[Task brief]:
Write out, word for word, every line from the one containing "point: the seed" through the last line of the records below, both ends included.

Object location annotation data
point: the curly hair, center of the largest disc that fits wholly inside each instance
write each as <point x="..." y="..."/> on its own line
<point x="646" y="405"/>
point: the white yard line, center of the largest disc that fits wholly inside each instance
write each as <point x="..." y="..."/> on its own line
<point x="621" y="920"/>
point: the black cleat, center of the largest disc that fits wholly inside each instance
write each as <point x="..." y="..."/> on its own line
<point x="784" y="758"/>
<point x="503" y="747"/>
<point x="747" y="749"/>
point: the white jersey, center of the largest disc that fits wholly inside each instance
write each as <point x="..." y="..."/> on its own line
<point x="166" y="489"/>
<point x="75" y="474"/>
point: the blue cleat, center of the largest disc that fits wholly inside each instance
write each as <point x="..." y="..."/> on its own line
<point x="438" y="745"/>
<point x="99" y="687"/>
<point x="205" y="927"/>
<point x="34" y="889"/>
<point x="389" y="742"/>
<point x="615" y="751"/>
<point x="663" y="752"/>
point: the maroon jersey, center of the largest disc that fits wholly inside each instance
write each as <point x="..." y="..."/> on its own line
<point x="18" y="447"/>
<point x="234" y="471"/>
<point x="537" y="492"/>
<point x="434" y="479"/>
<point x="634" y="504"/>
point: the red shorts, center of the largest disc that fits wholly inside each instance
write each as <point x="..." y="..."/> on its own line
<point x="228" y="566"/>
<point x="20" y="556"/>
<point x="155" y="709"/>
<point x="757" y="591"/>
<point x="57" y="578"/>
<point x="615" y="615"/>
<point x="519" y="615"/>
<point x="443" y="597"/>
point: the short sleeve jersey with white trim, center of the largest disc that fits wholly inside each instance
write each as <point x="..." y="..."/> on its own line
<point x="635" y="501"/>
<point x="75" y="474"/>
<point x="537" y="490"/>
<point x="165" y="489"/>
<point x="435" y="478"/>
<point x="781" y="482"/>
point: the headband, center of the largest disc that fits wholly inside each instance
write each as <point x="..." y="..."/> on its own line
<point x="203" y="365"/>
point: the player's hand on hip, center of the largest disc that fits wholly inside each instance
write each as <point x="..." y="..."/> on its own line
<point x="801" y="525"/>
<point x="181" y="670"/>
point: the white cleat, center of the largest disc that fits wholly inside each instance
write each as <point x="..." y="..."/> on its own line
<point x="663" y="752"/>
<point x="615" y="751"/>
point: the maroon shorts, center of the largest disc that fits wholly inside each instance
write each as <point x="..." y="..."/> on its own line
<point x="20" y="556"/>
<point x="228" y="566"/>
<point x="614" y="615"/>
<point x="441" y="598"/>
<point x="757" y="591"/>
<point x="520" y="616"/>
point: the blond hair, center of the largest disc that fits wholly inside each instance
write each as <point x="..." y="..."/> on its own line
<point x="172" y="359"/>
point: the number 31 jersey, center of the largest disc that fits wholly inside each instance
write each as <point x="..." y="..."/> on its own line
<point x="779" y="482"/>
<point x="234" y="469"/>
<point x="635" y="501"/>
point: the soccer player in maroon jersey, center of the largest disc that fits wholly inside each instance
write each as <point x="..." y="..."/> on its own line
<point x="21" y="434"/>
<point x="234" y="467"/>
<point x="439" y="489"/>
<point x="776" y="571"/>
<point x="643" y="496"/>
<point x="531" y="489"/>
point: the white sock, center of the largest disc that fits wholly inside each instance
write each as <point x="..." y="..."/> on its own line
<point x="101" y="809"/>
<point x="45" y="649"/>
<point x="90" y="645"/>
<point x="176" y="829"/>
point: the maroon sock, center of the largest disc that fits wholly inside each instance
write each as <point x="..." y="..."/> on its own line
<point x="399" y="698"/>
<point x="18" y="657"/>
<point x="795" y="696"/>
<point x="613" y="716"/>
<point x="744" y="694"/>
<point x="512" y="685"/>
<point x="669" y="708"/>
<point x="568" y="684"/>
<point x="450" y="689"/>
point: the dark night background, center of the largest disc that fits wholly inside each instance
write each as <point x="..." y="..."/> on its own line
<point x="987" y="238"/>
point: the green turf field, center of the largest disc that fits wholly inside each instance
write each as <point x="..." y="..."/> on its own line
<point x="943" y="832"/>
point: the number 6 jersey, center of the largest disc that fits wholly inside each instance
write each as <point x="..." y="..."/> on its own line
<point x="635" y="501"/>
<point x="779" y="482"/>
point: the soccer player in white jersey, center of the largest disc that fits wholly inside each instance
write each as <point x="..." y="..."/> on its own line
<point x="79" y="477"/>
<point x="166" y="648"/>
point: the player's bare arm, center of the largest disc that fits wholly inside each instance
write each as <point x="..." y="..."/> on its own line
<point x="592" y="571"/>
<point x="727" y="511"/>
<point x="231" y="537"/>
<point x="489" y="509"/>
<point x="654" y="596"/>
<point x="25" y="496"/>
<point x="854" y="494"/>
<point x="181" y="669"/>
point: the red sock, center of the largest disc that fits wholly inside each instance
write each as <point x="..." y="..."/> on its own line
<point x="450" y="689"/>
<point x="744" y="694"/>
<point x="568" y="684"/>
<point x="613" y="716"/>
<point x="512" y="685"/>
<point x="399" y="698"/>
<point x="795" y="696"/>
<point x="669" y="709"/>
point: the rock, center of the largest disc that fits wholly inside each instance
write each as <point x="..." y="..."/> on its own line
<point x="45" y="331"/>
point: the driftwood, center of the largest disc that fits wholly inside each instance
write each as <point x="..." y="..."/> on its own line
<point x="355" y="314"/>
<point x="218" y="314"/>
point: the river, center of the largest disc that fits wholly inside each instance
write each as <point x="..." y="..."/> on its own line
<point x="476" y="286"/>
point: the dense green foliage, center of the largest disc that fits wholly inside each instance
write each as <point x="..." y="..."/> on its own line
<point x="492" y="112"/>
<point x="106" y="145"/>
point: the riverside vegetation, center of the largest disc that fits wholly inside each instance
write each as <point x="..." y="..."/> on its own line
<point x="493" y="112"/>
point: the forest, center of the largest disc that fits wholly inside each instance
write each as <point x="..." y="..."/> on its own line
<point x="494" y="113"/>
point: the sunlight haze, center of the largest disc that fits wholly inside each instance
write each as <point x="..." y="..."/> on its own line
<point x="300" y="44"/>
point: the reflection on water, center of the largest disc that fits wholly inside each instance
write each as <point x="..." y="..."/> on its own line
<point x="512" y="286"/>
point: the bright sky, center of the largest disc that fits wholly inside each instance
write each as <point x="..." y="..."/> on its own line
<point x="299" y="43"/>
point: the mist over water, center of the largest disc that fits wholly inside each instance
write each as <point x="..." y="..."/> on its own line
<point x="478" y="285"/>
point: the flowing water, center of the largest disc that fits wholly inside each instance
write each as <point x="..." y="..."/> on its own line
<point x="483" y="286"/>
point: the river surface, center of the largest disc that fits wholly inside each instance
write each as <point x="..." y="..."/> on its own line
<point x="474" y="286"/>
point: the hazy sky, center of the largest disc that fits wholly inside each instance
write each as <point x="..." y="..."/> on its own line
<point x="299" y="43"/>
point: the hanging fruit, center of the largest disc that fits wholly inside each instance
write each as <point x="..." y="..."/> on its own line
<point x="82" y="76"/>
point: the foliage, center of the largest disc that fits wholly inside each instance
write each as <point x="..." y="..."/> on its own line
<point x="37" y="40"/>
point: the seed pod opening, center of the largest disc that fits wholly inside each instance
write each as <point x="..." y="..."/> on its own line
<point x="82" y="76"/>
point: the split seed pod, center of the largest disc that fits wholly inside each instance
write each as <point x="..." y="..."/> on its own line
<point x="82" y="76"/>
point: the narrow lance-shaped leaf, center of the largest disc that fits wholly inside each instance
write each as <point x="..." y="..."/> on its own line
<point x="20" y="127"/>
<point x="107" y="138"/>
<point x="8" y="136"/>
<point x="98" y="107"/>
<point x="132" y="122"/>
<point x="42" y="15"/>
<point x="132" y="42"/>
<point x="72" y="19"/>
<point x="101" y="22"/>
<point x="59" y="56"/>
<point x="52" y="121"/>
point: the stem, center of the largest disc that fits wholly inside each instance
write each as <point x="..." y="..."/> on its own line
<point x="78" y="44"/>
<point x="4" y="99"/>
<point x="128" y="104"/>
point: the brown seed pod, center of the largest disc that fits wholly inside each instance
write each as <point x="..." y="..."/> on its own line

[Answer for this exercise]:
point: the seed pod opening, center of the largest disc that fits wholly inside each instance
write each as <point x="..." y="..."/> on its own line
<point x="82" y="76"/>
point: the split seed pod, center of the largest disc that fits wholly inside each instance
write each as <point x="..." y="..."/> on its own line
<point x="82" y="76"/>
point: the narrow lance-shaped leaf, center of the largest disc that fits wholly inside each instance
write each as <point x="..." y="..."/> on its own line
<point x="20" y="127"/>
<point x="107" y="138"/>
<point x="8" y="136"/>
<point x="98" y="107"/>
<point x="132" y="122"/>
<point x="42" y="15"/>
<point x="132" y="42"/>
<point x="72" y="19"/>
<point x="101" y="22"/>
<point x="59" y="56"/>
<point x="52" y="121"/>
point: the stem, center of the largest disc that fits wholly inside each instance
write each as <point x="..." y="..."/> on its own line
<point x="78" y="44"/>
<point x="4" y="99"/>
<point x="128" y="104"/>
point: the brown seed pod, center of the largest disc that fits wholly inside each instance
write each as <point x="..." y="..."/> on its own line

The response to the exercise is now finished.